**AUFGABENLISTE**
1 - Wiederhole aus dem Artikel über den Halberstadt-Prozess wortgetreu den Abschnitt von "Was in der Nacht" bis "nicht erkennen mochten.".
2 - Schreib den Artikel über den Halberstadt-Prozess im Anschluss an seinen letzten Satz weiter.

**TEXTAUSZUG**
Halberstadt-Prozess Nur der Haupttäter soll ins Gefängnis

Der Hauptverdächtige des rechtsextremistischen Überfalls auf eine Gruppe Halberstädter Theaterschauspieler soll wegen gefährlicher Körperverletzung in Haft. Die drei Mitangeklagten sollen nach Ansicht der Staatsanwaltschaft freigesprochen werden: Ihnen konnte keine konkrete Tat zugeordnet werden.

Im Prozess um den Überfall Rechtsextremer auf Theaterschauspieler in Halberstadt haben Staatsanwaltschaft und Verteidigung für nur einen der vier Angeklagten eine Strafe beantragt. Für den 23 Jahre alten Hauptangeklagten Christian W., der als einziger seine Beteiligung am Überfall zugegeben hatte, forderte der Staatsanwalt zweieinhalb Jahre Haft wegen gefährlicher Körperverletzung. Sein Verteidiger plädierte auf zwölf Monate Haft wegen einfacher Körperverletzung. Die drei Mitangeklagten sollen nach Ansicht von Staatsanwaltschaft, Nebenklage und Verteidigung freigesprochen werden: Ihnen konnte keine konkrete Tat zugeordnet werden.

Was in der Nacht zum 9. Juni 2007 genau geschah, konnte in der fast achtmonatigen Hauptverhandlung vor dem Amtsgericht Halberstadt nicht geklärt werden. 14 Mitglieder des Nordharzer Städtebundtheaters waren nach einer Premierenfeier in Halberstadt von einer Gruppe stadtbekannter Rechter brutal zusammengeschlagen worden. So widersprüchlich wie die gesamte Hauptverhandlung stellten sich auch die Abschlussplädoyers dar. Die Nebenklage sah den Vorwurf des gemeinschaftlichen Handelns als erfüllt an, was Staatsanwaltschaft und Verteidigung nicht erkennen mochten.

**DATENBLOCK**
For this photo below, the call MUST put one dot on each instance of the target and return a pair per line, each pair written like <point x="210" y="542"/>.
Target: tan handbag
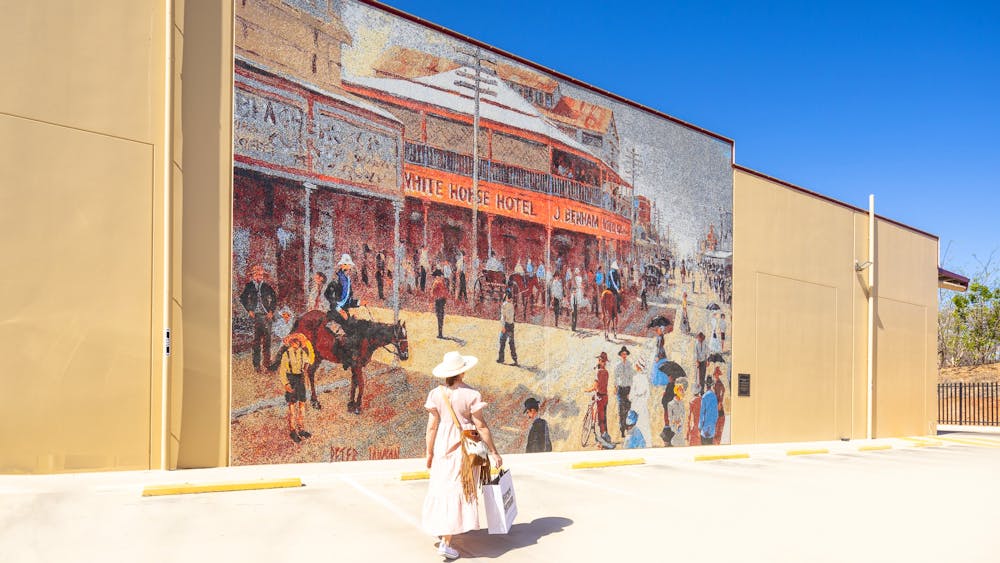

**ERGEBNISSE JE AUFGABE**
1 -
Was in der Nacht zum 9. Juni 2007 genau geschah, konnte in der fast achtmonatigen Hauptverhandlung vor dem Amtsgericht Halberstadt nicht geklärt werden. 14 Mitglieder des Nordharzer Städtebundtheaters waren nach einer Premierenfeier in Halberstadt von einer Gruppe stadtbekannter Rechter brutal zusammengeschlagen worden. So widersprüchlich wie die gesamte Hauptverhandlung stellten sich auch die Abschlussplädoyers dar. Die Nebenklage sah den Vorwurf des gemeinschaftlichen Handelns als erfüllt an, was Staatsanwaltschaft und Verteidigung nicht erkennen mochten.

2 -
Opferanwalt Stephan Martin sprach von einem Schulfall für sukzessive Mittäterschaft. Nachdem einer der Täter einen Schauspieler zusammengeschlagen hatte, prügelten weitere Mitglieder der Gruppe auf ihre Opfer ein. Wie viele es waren, darüber gibt es unterschiedliche Aussagen, die zwischen vier und zehn schwanken.

Kritik an Ermittlungen der Polizei

Auch über die Frage, wen der Haupttäter Christian W. geschädigt hat, herrschte Uneinigkeit. Während Staatsanwaltschaft und Verteidigung W. nur eine Tat zurechnen, gehen nach Ansicht der Nebenklage drei Schwerverletzte auf das Konto des 23-Jährigen. Dieser hatte bei seinen Aussagen widersprüchliche Angaben gemacht. Der Hartz-IV-Empfänger erklärte sich bereit, für drei Opfer ein Schmerzensgeld in Höhe von insgesamt 10.700 Euro zu zahlen.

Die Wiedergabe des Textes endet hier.